## Pasaje citado
◆ ◆ ◆ ◆ ◆
Y luego hacen una pausa para que entremos nosotros en acción y nos pongamos
a decir lo que tanta hambre tienen ellos de escuchar.
¡Pobres de nosotros! ¡Caemos en la trampa con tanta facilidad! Yo mismo, en
más de una ocasión, ¡con qué rapidez he dado a conocer mis opiniones más
personales al primero que pasaba! ¡Y cómo me metí en líos por tan irresponsable
ligereza! No es mentira decir que apenas acababa de contarle algo
confidencialmente a uno de estos advenedizos cuando ya medio mundo sabía lo
que acababa de decirle.
La experiencia me ha enseñado que así hable con mi almohada o con la pared,
muy pronto, mis revelaciones serán sabidas por media humanidad. La palabra
humana, apenas sale de la boca, se desprivatiza y se pone a recorrer los
mundos como un e-mail infectado de no sé qué virus peligroso. ¡Cuántos
problemas nos vienen a los hombres por no saber estarnos con el pico cerrado!
Por eso decía Chamfort (1741-1794), el célebre moralista francés: «Prefiero que
hagan calumnia de mi silencio a que la hagan de mis palabras».
Hoy pienso que externar una opinión o confiar un parecer es algo que exige altas
dosis de prudencia. Y diré todavía algo más que podrá parecer, si no atrevido,
por lo menos despectivo: no todos merecen nuestra sinceridad. A éste que le
das lo más sagrado que posees, es decir, tus pensamientos, ¿por qué se los
ofreces a precio de rebaja, a coste de saldo? ¿Quién es él? ¿Agradecerá tu
claridad, o irá más bien a oscurecerla de frente a tu adversario para
congraciarse con él y hacerte quedar mal?
◆ ◆ ◆ ◆ ◆
## Acción requerida 1
Copia, en el orden en que aparecen, todas las frases entre signos de exclamación del pasaje sobre la prudencia al hablar.
## Acción requerida 2
Prosigue el pasaje sobre la prudencia al hablar a partir de su última oración.
Las líneas que vienen a continuación son un material independiente del pasaje sobre la prudencia al hablar.

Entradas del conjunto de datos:
◆ ◆ ◆ ◆ ◆
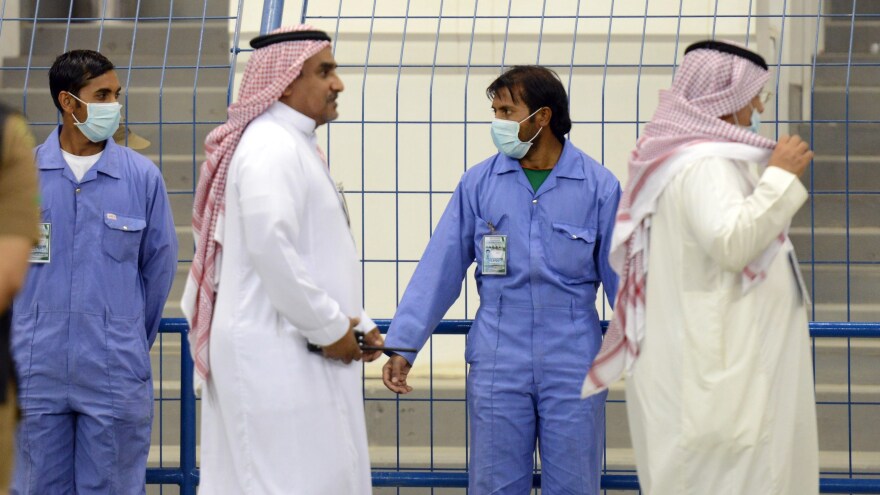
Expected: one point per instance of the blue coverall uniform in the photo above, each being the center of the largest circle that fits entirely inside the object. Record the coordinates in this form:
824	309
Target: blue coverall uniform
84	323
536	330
◆ ◆ ◆ ◆ ◆
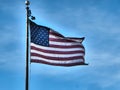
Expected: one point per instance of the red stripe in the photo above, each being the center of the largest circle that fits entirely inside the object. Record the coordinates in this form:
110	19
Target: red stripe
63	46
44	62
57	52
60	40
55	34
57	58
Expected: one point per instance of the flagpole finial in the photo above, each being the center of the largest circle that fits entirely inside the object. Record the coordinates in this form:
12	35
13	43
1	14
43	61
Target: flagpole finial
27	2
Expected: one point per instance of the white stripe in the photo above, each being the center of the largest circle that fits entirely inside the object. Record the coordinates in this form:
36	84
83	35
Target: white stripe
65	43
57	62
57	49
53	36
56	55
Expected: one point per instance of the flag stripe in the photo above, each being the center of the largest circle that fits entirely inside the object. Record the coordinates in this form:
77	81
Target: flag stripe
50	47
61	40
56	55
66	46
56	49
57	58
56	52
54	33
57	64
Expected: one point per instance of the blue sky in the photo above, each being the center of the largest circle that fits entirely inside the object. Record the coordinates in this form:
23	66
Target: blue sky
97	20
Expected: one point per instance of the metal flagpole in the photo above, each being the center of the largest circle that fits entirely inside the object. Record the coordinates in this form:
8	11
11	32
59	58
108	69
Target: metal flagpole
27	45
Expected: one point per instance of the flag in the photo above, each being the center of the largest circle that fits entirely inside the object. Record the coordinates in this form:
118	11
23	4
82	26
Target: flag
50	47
◆ ◆ ◆ ◆ ◆
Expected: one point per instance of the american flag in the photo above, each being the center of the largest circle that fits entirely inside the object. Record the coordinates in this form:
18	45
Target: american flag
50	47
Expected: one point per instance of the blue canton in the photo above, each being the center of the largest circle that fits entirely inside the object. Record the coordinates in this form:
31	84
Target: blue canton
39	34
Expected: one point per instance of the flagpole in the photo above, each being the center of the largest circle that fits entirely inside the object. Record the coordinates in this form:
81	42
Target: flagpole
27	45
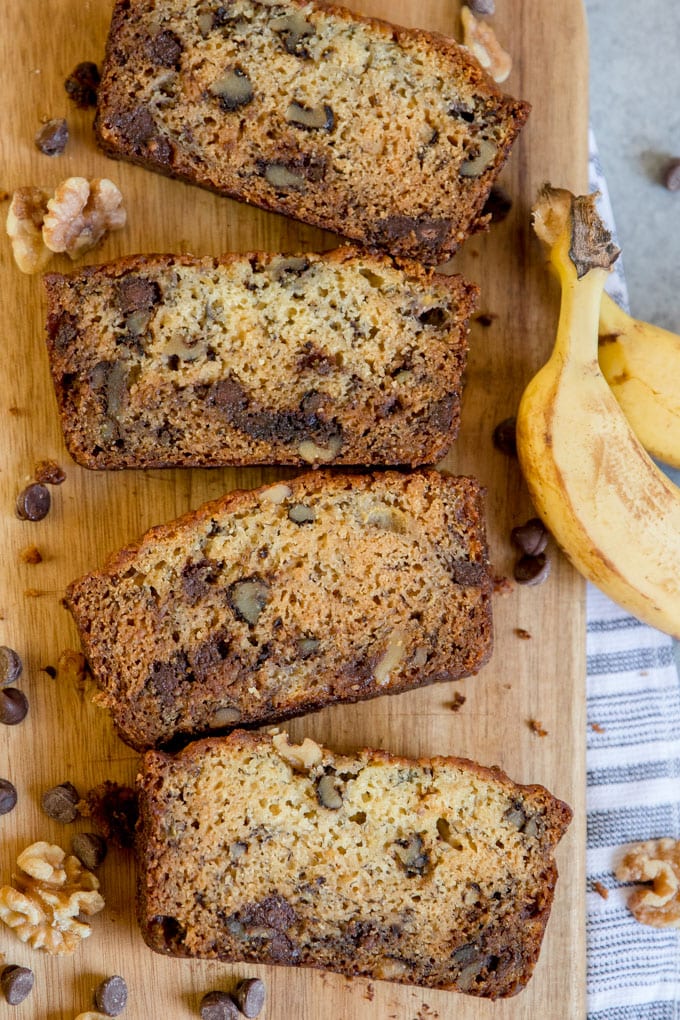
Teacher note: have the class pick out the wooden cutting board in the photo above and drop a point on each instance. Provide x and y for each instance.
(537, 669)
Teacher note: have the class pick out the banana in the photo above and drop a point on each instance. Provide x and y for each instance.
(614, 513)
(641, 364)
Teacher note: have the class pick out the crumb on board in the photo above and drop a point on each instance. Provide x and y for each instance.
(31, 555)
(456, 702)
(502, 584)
◆ ◆ ◆ ◆ ◆
## Resultado del ejercicio 1
¡Pobres de nosotros!
¡Caemos en la trampa con tanta facilidad!
¡con qué rapidez he dado a conocer mis opiniones más personales al primero que pasaba!
¡Y cómo me metí en líos por tan irresponsable ligereza!
¡Cuántos problemas nos vienen a los hombres por no saber estarnos con el pico cerrado!

## Resultado del ejercicio 2
No creo que la advertencia sea innecesaria: «¡Cuidado!». No todos merecen lo
que tú esparces por el mundo a manos llenas. Cristo mismo dijo que no había
que echar las cosas santas a los cerdos, y añadió que no todas las semillas
suelen caer en buen terreno. Con esto quiero decir que te reserves, que guardes
silencio y hagas caso de lo que dice Baltasar Gracián (1601-1658) en uno de los
aforismos de su Oráculo manual: «Hase de hablar como un testamento, que a
menos palabras, menos pleitos».
Un viejo libro publicado en Barcelona en 1913 –no se especifica en la portada el
nombre del autor, y por eso no lo cito- daba a sus lectores el siguiente consejo:
«La verdad no siempre se puede decir, y tampoco mucho de lo que se siente.
Habla siempre bien de todos. Alaba o calla. Cosas hay que se pueden y aún se
deben hacer, pero no decir».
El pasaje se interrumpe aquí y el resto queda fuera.